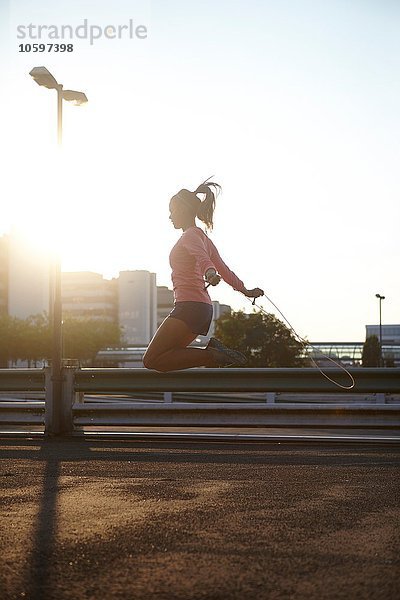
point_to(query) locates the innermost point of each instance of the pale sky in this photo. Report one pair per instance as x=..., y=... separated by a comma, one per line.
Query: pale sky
x=292, y=106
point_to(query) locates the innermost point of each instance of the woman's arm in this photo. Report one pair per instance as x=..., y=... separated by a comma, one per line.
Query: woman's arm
x=229, y=276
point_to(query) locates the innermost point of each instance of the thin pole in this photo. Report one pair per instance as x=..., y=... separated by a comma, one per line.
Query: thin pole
x=59, y=114
x=56, y=362
x=380, y=328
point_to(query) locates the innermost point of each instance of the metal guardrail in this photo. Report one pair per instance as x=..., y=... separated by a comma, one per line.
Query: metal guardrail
x=235, y=380
x=22, y=380
x=62, y=414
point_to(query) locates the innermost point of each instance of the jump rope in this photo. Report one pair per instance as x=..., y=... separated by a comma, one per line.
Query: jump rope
x=305, y=343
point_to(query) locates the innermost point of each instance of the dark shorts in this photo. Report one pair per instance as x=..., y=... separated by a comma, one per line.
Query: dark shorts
x=196, y=315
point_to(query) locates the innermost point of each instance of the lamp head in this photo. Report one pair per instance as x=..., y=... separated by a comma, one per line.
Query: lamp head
x=43, y=77
x=78, y=98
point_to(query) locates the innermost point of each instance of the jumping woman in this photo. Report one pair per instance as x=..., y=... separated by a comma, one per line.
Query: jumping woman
x=195, y=262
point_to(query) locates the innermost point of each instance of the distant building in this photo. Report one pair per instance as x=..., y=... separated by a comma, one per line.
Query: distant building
x=4, y=244
x=89, y=295
x=390, y=333
x=28, y=278
x=137, y=306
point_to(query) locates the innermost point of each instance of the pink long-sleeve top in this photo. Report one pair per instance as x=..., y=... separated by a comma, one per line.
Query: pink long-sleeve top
x=190, y=258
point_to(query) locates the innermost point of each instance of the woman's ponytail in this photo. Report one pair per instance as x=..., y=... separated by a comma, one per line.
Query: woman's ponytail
x=205, y=210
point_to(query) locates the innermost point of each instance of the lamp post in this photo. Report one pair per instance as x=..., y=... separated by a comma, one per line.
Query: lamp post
x=380, y=326
x=44, y=78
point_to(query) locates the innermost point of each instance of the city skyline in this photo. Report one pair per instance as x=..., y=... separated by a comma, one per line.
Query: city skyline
x=293, y=109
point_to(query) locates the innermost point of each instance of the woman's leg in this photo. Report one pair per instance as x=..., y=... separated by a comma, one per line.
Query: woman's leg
x=168, y=350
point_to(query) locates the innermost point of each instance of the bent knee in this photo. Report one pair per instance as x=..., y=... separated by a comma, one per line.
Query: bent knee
x=149, y=361
x=155, y=362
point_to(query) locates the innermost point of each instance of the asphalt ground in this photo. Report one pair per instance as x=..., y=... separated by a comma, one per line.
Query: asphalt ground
x=87, y=518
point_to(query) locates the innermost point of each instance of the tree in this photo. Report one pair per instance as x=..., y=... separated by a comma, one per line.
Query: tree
x=83, y=338
x=371, y=354
x=31, y=339
x=263, y=338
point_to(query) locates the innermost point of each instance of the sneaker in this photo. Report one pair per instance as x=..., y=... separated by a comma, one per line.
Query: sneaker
x=230, y=357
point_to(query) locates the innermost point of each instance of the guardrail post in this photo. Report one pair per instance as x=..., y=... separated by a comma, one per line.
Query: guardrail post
x=168, y=397
x=270, y=397
x=49, y=416
x=58, y=419
x=68, y=398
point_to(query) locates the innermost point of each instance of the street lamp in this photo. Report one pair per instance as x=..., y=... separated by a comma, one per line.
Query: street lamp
x=44, y=78
x=380, y=323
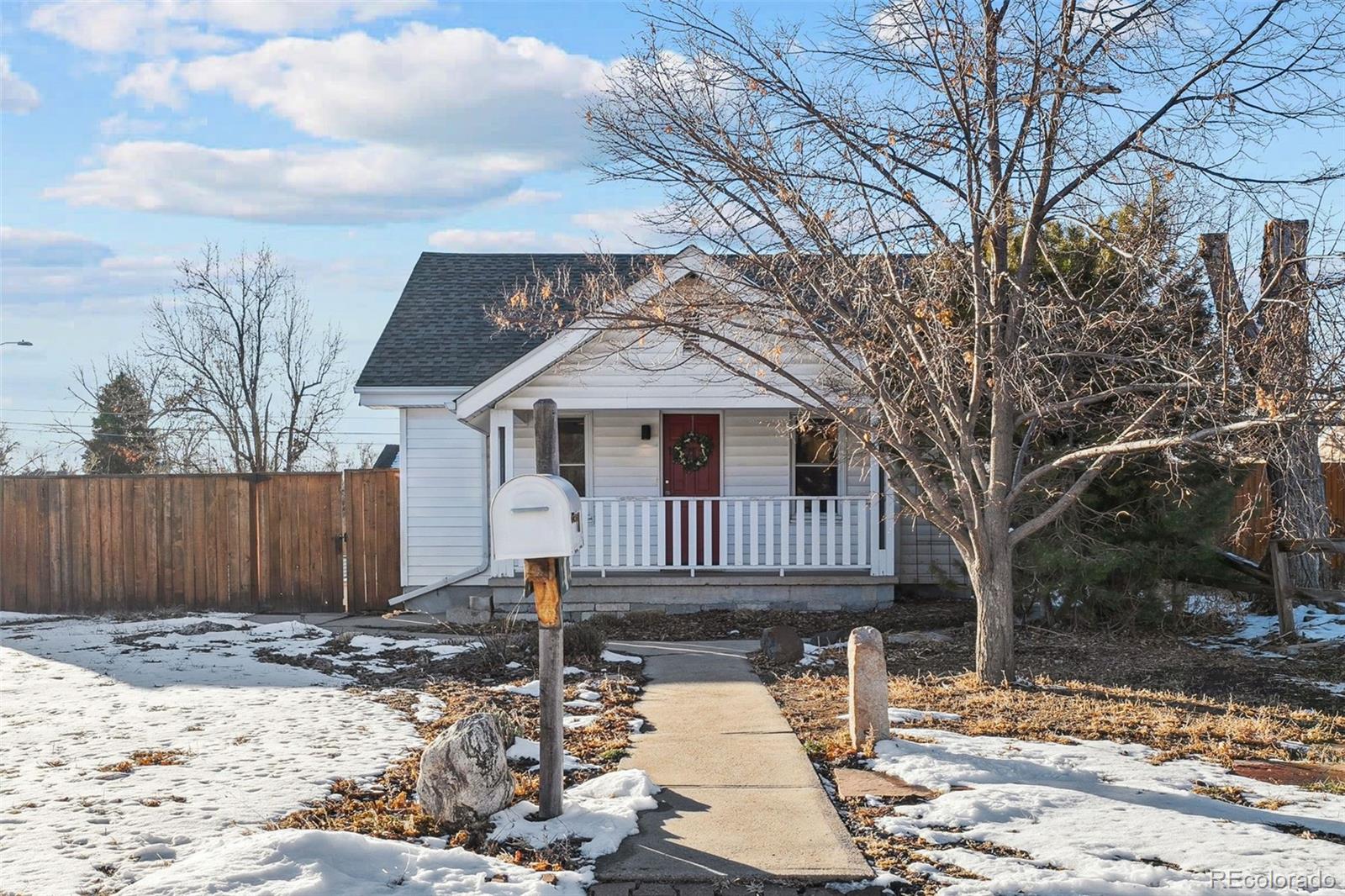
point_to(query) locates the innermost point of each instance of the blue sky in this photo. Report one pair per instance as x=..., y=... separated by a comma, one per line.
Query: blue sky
x=349, y=134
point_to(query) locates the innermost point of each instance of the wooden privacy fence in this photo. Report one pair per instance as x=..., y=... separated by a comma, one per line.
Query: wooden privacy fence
x=1253, y=505
x=279, y=542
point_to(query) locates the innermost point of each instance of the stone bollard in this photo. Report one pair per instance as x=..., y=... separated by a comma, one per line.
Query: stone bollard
x=868, y=688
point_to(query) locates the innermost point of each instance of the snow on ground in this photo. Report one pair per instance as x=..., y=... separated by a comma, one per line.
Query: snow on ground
x=1311, y=622
x=288, y=862
x=259, y=741
x=602, y=811
x=1100, y=818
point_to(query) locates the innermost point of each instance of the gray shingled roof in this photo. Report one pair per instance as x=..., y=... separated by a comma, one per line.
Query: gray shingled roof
x=440, y=335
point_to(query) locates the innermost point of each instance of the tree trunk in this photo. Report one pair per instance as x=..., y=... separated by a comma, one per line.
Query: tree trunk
x=992, y=580
x=1295, y=466
x=1298, y=495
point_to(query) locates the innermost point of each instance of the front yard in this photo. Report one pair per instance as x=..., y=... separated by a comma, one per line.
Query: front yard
x=171, y=755
x=1114, y=766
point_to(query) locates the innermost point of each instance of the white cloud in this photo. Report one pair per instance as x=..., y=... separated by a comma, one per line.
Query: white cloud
x=622, y=228
x=124, y=125
x=462, y=89
x=611, y=229
x=456, y=240
x=432, y=120
x=45, y=266
x=159, y=27
x=17, y=94
x=155, y=84
x=528, y=197
x=298, y=186
x=49, y=249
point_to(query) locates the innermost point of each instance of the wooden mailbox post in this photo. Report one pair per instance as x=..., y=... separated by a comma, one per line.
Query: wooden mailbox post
x=535, y=519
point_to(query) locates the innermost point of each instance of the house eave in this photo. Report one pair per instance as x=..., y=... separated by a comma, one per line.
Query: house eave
x=484, y=396
x=408, y=396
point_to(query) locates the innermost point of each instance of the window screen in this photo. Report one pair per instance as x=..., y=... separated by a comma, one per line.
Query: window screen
x=815, y=468
x=573, y=452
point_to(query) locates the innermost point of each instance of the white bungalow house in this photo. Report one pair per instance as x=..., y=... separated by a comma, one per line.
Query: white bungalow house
x=773, y=517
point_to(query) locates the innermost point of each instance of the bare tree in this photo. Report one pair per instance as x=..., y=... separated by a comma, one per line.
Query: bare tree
x=242, y=363
x=1271, y=343
x=889, y=192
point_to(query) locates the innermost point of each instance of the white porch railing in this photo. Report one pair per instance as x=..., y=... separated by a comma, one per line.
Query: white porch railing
x=730, y=533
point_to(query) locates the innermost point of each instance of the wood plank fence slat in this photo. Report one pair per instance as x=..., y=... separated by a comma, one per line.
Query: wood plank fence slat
x=221, y=541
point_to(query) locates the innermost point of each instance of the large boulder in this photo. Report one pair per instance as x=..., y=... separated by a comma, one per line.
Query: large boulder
x=782, y=645
x=464, y=774
x=868, y=688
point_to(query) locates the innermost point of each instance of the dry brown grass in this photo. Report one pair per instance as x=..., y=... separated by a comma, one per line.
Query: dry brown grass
x=1156, y=690
x=147, y=757
x=1174, y=724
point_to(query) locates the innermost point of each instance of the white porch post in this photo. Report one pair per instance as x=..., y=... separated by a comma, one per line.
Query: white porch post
x=499, y=450
x=878, y=560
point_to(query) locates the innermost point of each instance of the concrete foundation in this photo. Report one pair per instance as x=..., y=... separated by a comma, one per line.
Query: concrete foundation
x=683, y=593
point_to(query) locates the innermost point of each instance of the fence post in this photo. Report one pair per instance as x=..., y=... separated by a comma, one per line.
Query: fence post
x=1284, y=588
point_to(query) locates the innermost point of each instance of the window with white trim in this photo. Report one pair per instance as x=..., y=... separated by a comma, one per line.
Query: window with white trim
x=817, y=470
x=575, y=452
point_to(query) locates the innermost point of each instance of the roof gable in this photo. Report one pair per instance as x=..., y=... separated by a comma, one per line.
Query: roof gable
x=440, y=333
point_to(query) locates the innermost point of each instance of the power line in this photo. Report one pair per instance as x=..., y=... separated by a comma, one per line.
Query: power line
x=27, y=425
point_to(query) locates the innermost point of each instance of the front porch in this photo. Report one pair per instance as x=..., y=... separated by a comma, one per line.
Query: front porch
x=751, y=509
x=677, y=593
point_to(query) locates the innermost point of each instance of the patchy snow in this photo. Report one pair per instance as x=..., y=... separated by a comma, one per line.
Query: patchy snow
x=302, y=862
x=1100, y=817
x=260, y=741
x=1311, y=622
x=529, y=751
x=530, y=689
x=296, y=862
x=578, y=721
x=602, y=811
x=583, y=704
x=901, y=716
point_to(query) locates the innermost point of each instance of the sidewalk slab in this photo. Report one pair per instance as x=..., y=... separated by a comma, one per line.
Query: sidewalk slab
x=740, y=798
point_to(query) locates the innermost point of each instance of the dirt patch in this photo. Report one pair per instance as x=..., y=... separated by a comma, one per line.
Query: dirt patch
x=911, y=614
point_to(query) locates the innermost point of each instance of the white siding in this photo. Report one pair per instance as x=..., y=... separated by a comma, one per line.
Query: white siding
x=757, y=454
x=443, y=468
x=757, y=463
x=612, y=372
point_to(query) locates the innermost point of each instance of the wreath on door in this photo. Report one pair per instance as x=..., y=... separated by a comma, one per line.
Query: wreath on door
x=690, y=461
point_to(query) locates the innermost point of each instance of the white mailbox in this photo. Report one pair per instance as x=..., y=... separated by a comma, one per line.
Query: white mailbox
x=535, y=517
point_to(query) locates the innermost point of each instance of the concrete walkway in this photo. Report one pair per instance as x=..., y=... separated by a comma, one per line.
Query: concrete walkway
x=740, y=798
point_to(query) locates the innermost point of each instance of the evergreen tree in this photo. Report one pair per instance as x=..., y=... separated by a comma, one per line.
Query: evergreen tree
x=1110, y=559
x=123, y=440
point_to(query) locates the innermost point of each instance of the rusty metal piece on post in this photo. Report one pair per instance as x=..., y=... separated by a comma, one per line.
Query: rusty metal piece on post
x=545, y=582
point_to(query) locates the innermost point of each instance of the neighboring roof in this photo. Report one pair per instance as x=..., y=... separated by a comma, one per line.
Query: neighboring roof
x=439, y=333
x=388, y=458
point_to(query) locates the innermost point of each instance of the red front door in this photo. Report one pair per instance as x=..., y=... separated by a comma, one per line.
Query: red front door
x=683, y=479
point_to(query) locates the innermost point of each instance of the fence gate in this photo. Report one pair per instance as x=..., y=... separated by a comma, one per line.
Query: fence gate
x=373, y=539
x=299, y=553
x=272, y=542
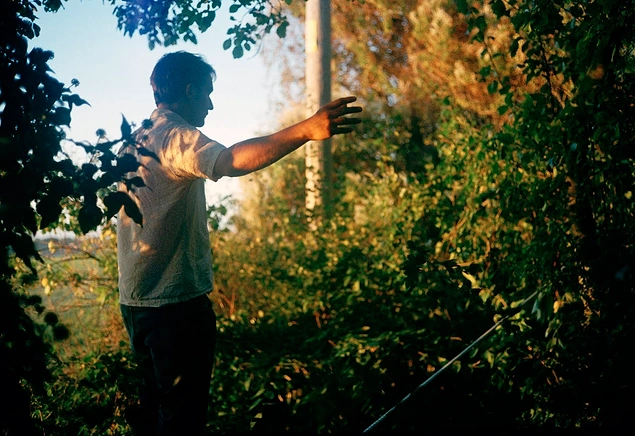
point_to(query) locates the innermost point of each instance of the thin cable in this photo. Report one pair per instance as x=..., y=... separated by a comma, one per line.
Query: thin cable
x=458, y=356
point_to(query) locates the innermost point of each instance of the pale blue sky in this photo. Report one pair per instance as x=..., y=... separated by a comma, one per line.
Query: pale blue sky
x=114, y=72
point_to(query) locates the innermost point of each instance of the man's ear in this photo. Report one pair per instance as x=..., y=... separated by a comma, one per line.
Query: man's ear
x=190, y=91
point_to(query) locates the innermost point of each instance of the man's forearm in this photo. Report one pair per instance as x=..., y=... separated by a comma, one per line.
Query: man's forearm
x=257, y=153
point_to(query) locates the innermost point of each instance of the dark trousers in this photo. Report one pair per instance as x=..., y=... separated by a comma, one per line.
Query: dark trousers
x=174, y=348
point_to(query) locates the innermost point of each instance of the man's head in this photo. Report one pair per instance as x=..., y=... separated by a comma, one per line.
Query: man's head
x=183, y=82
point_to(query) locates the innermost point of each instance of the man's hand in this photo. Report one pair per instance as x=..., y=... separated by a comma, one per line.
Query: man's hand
x=331, y=119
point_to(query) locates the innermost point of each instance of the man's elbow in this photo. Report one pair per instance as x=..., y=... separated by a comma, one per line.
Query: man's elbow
x=225, y=166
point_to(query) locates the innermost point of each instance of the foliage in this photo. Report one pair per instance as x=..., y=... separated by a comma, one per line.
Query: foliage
x=165, y=22
x=519, y=179
x=34, y=108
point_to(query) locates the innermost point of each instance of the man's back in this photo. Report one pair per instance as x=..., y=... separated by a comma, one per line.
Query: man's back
x=168, y=259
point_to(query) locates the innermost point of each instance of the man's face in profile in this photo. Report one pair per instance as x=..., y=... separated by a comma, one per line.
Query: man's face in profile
x=199, y=102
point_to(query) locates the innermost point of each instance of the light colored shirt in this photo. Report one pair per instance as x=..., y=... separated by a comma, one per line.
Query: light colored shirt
x=167, y=259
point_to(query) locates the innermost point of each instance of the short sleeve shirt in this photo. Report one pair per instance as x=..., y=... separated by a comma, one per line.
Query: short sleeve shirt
x=167, y=259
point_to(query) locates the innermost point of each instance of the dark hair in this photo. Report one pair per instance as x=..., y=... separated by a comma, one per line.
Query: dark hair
x=174, y=72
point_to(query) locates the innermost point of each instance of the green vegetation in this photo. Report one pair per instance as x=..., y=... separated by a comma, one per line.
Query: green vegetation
x=496, y=161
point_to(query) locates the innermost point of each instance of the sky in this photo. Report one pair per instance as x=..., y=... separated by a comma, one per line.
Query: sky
x=114, y=70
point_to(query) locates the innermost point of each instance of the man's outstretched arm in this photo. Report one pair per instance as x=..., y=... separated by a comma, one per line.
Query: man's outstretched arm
x=257, y=153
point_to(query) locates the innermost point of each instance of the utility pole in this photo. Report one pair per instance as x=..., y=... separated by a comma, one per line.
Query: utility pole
x=318, y=160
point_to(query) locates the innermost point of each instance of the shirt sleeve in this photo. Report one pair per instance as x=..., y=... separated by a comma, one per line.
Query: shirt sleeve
x=188, y=153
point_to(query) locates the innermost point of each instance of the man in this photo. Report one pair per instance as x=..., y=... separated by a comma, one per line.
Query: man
x=165, y=268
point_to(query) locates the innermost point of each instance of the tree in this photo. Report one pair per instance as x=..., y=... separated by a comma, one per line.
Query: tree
x=34, y=108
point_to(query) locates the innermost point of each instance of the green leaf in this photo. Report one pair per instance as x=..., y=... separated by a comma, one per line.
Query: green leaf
x=282, y=29
x=237, y=52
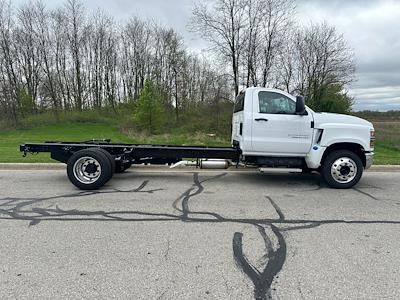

========================================================================

Directions |
Print the rows word for word, from the very start through the line containing "x=137, y=306", both ends included. Leave out the pictures.

Output for this task |
point_to(query) locates the innermost point of each instance of the pale sky in this photo. Report one pair per instance as x=..., y=... separated by a comma, one per line.
Query: pale sky
x=292, y=106
point_to(query) locates the innermost point of each instance of the woman's arm in this photo. Report one pair per instance as x=..., y=... separated by a comma, one per line.
Query: woman's arm
x=229, y=276
point_to(query) locates the innermost point of each instance of the thin pole in this photo. Report one pair per instance as x=..., y=... separated by a comma, one per line.
Query: thin pole
x=59, y=114
x=56, y=362
x=380, y=328
point_to(query) locates the innermost point of each instance of the metal guardrail in this photo. Report one pair per instance as x=..., y=... separated by a comma, one per line.
Query: metal guardrail
x=235, y=380
x=22, y=380
x=62, y=414
point_to(query) locates the innermost point of each instance of the jump rope in this photo. Report one pair per instance as x=..., y=... separated by a comma, one per line.
Query: jump rope
x=305, y=343
point_to(query) locates the innermost point of each instance of the dark shorts in this photo. Report one pair per instance as x=..., y=... separated by a comma, one per line.
Query: dark shorts
x=196, y=315
point_to(query) locates the innermost point of each instance of the lamp head in this photo. Report one pair per instance as x=..., y=... separated by a comma, one per line.
Query: lamp head
x=43, y=77
x=78, y=98
point_to(query) locates the innermost point of each instance of the jumping woman in this photo. Report one pair per instance as x=..., y=... separated by a comma, one per line.
Query: jumping woman
x=195, y=262
point_to(query) locates the innermost point of each instance of the distant building in this photo. Report one pair per instance as x=..., y=... separated by a comma, one per line.
Query: distant building
x=4, y=244
x=89, y=295
x=390, y=333
x=28, y=278
x=137, y=306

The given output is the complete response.